DATA FOR REVIEW:
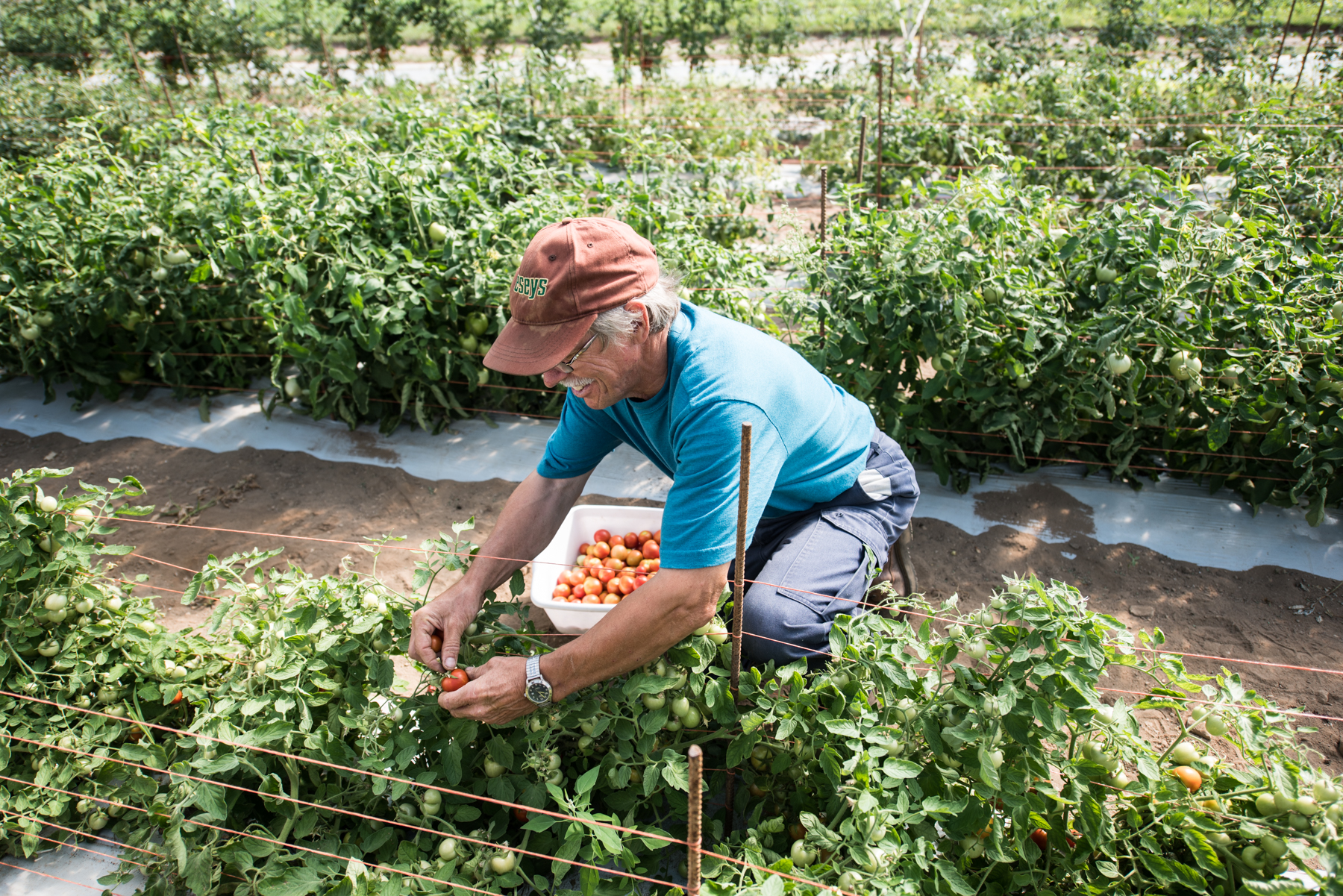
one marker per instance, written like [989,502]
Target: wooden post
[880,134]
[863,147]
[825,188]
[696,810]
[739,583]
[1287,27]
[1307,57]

--

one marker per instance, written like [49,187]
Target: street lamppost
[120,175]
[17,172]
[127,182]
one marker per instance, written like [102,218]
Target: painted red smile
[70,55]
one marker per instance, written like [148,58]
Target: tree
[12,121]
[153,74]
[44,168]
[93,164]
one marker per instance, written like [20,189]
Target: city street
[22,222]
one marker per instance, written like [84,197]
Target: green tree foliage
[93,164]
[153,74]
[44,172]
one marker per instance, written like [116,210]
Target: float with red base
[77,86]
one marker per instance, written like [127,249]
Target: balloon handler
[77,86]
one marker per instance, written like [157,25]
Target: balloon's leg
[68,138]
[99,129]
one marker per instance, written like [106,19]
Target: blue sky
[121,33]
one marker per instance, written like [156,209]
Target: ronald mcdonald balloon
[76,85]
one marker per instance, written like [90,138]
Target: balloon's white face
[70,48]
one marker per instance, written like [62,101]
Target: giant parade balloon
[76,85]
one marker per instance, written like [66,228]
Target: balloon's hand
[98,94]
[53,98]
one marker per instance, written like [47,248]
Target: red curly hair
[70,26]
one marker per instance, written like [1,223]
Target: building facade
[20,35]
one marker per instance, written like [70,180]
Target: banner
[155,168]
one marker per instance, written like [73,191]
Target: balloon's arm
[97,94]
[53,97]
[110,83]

PROBLEM:
Out of the data above, transcribe exactly and only the lines starting with the line that has "one marker per instance, written like [157,25]" and going on through the line that has "one marker per instance, written like [90,138]", both included.

COMPLETED EXERCISE:
one marker per instance, written like [157,25]
Target: balloon's leg
[68,138]
[99,129]
one marker per instance, written like [106,19]
Target: blue sky
[121,33]
one marker per instance, written like [156,209]
Target: ronald mcdonald balloon
[76,85]
one marker per instance, written like [90,138]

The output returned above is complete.